• WORK TO COMPLETE: From the first line to the last, reproduce the material exactly.

• GIVEN DATA:
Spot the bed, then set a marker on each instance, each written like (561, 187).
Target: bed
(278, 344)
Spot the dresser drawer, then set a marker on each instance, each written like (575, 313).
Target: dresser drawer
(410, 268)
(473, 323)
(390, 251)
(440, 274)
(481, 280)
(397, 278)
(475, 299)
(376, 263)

• RESULT BELOW:
Spot the bed, then set a marker on each instance, each written like (561, 187).
Target: bed
(278, 344)
Spot the dresser drawer, then set a marker on each instance, each written like (575, 313).
Target: dresser drawer
(410, 268)
(473, 323)
(390, 251)
(440, 274)
(481, 280)
(397, 278)
(475, 299)
(376, 263)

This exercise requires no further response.